- [SUPPLIED MATERIAL]
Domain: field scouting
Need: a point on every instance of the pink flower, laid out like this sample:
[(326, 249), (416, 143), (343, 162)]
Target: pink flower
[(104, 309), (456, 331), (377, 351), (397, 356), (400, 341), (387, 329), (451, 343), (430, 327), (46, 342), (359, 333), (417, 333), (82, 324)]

- [PROMPT]
Reproduce every line of the records above, requests included. Multiply each point coordinate in the answers by 1.7 and round to the nearest whole number, with halves going up. Leave the numbers in the requests and their format samples unchanged.

- [TASK RESPONSE]
Domain: field scouting
Need: a point on every instance of the pink flower, laid out like this sample:
[(326, 249), (416, 143), (343, 162)]
Target: pink flower
[(177, 525), (775, 563), (641, 597), (675, 605), (680, 580), (658, 559), (767, 583), (731, 556), (78, 581), (610, 566), (709, 566), (139, 551)]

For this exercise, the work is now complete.